Task prompt> In how many lines of the entries below does "sidewalk" appear? Give only the number.

BEGIN Task data

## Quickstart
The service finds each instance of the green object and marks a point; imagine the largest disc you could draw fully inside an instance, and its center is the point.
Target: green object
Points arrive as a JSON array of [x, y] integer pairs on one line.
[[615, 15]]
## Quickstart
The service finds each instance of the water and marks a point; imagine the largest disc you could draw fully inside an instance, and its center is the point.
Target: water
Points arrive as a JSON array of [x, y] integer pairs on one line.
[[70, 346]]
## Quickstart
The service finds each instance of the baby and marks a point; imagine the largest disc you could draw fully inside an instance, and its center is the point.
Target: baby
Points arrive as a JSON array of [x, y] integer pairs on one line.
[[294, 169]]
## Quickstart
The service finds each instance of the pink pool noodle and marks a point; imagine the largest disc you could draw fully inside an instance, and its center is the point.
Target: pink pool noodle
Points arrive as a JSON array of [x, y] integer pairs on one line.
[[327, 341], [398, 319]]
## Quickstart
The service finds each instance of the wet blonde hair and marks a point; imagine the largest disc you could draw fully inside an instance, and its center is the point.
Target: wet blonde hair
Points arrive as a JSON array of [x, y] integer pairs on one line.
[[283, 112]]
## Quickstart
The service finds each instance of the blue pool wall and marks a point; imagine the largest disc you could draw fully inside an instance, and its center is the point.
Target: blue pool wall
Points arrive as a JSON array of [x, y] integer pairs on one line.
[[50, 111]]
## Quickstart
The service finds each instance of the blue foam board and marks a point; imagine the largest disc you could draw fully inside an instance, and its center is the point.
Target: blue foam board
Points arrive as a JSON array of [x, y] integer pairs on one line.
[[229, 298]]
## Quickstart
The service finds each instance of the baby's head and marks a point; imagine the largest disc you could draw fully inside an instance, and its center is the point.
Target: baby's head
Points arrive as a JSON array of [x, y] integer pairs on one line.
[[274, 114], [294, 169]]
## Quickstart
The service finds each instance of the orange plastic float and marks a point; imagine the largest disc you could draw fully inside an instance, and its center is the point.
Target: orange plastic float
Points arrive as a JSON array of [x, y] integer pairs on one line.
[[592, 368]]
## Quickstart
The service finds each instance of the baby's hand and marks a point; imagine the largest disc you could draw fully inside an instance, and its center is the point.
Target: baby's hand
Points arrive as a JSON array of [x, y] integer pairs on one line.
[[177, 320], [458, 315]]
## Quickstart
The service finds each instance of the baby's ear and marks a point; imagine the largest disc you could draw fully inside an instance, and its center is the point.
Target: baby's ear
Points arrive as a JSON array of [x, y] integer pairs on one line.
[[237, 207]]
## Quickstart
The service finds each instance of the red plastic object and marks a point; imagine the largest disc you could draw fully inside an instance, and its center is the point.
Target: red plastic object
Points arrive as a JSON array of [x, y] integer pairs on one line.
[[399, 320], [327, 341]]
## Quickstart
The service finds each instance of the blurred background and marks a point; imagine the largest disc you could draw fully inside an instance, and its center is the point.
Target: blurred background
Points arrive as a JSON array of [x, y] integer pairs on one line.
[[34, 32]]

END Task data
BEGIN Task data

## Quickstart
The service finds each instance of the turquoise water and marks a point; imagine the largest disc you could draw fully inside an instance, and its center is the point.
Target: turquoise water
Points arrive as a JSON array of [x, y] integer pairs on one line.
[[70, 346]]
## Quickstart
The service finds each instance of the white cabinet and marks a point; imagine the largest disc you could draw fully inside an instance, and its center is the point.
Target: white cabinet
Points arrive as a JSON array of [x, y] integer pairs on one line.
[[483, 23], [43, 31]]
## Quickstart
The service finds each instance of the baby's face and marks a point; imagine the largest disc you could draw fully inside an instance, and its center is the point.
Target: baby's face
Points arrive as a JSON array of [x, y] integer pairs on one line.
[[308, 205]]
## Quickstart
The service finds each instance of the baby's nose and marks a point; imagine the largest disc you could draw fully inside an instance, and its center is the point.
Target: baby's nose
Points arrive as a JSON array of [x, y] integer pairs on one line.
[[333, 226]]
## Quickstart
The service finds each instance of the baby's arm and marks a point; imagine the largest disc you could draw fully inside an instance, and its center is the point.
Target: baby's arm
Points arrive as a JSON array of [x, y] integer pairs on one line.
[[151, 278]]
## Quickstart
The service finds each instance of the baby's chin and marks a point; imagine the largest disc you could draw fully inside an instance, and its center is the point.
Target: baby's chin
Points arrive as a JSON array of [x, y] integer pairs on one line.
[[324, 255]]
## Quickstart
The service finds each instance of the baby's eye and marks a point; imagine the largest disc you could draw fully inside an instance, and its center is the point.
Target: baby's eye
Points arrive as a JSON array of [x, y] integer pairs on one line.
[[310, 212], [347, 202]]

END Task data
BEGIN Task data

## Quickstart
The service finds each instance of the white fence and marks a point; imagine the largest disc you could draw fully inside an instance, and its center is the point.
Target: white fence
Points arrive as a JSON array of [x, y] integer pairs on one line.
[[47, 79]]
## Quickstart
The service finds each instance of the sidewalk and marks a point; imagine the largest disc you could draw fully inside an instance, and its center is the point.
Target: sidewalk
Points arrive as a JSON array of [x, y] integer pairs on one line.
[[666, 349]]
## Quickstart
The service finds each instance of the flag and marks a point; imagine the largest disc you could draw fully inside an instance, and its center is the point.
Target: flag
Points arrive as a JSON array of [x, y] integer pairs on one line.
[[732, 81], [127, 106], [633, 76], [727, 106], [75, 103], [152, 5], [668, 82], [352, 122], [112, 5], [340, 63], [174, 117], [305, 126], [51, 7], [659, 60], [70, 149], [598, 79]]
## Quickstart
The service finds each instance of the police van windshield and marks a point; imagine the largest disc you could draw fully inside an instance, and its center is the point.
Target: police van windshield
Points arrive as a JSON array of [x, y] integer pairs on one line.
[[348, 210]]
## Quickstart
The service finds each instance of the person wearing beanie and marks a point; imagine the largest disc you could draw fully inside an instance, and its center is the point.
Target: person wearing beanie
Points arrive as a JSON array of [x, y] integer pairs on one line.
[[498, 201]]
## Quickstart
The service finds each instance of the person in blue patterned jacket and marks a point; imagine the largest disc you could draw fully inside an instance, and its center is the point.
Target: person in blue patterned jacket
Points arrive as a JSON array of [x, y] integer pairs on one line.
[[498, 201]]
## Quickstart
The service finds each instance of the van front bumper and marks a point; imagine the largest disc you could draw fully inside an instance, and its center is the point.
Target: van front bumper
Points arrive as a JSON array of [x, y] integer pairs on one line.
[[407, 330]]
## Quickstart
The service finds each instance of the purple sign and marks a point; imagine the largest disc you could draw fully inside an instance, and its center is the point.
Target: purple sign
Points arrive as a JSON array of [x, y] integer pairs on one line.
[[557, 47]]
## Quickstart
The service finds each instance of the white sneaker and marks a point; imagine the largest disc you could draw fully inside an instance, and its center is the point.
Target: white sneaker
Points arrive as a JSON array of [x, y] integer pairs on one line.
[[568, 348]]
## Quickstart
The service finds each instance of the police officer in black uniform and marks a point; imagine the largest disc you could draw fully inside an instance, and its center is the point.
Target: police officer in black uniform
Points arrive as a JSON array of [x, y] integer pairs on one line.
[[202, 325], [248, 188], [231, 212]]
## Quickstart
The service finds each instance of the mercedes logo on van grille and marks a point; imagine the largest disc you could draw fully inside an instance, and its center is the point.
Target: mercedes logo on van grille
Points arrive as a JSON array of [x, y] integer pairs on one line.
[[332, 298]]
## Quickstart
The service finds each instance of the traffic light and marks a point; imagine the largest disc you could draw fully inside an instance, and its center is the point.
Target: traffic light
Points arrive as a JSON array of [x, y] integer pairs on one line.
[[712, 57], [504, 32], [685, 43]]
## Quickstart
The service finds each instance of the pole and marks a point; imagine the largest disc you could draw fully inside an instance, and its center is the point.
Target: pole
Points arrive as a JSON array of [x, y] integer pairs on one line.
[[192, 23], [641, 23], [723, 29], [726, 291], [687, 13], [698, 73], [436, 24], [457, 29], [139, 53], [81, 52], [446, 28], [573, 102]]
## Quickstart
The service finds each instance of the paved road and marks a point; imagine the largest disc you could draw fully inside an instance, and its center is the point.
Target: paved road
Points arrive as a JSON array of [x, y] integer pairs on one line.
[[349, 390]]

END Task data

Your solution> 2